Object location annotation data

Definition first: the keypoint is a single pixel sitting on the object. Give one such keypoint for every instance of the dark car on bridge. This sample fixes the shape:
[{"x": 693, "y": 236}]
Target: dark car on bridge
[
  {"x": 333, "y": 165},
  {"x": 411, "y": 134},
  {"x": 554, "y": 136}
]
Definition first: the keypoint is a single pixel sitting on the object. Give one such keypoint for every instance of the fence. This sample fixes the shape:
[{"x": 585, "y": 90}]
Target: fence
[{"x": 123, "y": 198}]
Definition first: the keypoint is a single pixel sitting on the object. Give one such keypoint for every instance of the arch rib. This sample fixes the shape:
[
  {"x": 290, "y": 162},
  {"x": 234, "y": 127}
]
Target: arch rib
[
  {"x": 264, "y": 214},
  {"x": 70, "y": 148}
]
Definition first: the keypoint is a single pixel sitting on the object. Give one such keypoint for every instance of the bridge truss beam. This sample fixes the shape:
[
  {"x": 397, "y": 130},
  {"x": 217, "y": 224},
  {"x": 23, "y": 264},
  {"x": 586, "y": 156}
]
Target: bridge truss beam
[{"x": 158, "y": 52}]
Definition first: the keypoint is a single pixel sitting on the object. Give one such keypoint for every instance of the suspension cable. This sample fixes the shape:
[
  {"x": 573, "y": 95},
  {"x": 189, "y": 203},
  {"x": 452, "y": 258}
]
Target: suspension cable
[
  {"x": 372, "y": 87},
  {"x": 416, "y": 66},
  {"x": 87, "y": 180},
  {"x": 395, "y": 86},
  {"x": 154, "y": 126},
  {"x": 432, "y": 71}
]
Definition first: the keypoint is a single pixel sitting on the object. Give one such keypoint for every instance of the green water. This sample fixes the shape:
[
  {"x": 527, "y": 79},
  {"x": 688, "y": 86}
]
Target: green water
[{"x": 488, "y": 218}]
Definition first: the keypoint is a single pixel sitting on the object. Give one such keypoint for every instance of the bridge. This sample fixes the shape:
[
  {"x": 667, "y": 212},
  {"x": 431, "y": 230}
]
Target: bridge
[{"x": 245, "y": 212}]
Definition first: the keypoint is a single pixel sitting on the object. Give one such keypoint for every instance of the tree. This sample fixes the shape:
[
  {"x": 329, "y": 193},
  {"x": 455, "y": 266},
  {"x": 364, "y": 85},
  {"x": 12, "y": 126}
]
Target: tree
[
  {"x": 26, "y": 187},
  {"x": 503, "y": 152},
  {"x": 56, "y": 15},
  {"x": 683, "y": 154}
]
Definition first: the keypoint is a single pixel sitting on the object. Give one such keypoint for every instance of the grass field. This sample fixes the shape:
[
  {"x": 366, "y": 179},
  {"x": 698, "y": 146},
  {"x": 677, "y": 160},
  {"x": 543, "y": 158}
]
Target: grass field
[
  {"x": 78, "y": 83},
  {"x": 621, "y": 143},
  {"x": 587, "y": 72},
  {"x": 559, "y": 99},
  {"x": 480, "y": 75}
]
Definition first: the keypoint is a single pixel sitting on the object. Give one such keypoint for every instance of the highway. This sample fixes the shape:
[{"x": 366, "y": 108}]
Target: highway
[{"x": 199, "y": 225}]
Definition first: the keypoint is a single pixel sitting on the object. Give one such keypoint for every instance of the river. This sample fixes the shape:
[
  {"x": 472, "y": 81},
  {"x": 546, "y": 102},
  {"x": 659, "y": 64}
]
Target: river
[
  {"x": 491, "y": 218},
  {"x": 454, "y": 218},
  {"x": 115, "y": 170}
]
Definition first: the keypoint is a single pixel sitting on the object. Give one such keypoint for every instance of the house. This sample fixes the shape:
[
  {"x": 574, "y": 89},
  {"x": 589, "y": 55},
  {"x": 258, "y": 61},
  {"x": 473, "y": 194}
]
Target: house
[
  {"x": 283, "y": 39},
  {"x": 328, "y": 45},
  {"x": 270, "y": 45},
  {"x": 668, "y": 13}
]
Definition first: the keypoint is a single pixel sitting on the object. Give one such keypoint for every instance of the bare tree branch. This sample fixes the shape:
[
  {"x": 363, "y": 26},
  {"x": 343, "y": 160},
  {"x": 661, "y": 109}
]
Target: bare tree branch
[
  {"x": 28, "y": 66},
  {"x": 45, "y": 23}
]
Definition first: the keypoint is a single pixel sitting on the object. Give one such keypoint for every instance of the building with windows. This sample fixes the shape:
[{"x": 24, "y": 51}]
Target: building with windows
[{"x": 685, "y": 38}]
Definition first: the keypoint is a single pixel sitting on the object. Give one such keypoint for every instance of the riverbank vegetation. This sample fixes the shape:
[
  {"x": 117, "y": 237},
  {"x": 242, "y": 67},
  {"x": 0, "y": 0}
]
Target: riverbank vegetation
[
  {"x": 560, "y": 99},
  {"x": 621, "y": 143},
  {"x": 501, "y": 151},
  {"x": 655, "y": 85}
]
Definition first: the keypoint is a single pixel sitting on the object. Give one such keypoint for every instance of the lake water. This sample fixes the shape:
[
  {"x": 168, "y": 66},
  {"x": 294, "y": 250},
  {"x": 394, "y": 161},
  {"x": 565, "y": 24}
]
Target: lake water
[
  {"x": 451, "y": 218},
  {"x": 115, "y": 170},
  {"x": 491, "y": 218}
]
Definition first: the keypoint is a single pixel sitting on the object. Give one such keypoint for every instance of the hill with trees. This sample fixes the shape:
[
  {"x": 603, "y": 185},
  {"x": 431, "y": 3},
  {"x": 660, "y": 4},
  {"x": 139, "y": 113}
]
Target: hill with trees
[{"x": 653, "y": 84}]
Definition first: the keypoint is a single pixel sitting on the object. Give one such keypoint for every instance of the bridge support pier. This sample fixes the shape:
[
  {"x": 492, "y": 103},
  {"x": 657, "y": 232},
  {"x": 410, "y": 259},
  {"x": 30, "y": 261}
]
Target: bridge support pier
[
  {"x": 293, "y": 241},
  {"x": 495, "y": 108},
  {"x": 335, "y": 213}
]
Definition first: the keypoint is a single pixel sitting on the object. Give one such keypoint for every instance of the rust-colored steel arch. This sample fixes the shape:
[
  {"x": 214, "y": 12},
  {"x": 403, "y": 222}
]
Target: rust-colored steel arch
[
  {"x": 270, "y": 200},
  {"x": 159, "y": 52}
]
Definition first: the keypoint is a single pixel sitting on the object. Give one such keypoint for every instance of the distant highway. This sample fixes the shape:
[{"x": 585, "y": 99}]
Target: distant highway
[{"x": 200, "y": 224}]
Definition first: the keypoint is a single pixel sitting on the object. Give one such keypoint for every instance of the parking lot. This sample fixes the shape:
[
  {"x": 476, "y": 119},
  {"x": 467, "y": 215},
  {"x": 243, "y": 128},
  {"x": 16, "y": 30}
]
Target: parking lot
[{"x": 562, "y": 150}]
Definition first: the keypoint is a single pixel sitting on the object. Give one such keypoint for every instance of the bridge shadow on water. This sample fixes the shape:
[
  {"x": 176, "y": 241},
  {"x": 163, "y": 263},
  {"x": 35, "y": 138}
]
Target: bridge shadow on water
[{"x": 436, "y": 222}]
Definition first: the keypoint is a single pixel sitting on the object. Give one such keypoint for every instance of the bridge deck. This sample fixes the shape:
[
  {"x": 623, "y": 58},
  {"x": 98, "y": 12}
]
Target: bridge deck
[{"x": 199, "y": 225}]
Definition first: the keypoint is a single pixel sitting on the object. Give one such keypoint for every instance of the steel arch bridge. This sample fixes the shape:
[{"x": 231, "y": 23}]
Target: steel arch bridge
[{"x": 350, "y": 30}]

- _What you should do_
Arrange the part of the records that opens with the line containing "the bridge deck." and runs through the end of the records as a numbered list, skipping blank lines.

- _Task solution_
1. Definition first: the keypoint is a single pixel sitting on the object. Give one such keypoint for every instance of the bridge deck. This sample fixes the shape:
2. [
3.   {"x": 623, "y": 58},
4.   {"x": 98, "y": 12}
5. ]
6. Target: bridge deck
7. [{"x": 199, "y": 225}]
8. Definition first: the keypoint is a single pixel sitting on the object. Give one such keypoint for every instance of the steel arch bridge. This sample fixes the shape:
9. [{"x": 231, "y": 23}]
10. Target: steel arch bridge
11. [{"x": 350, "y": 30}]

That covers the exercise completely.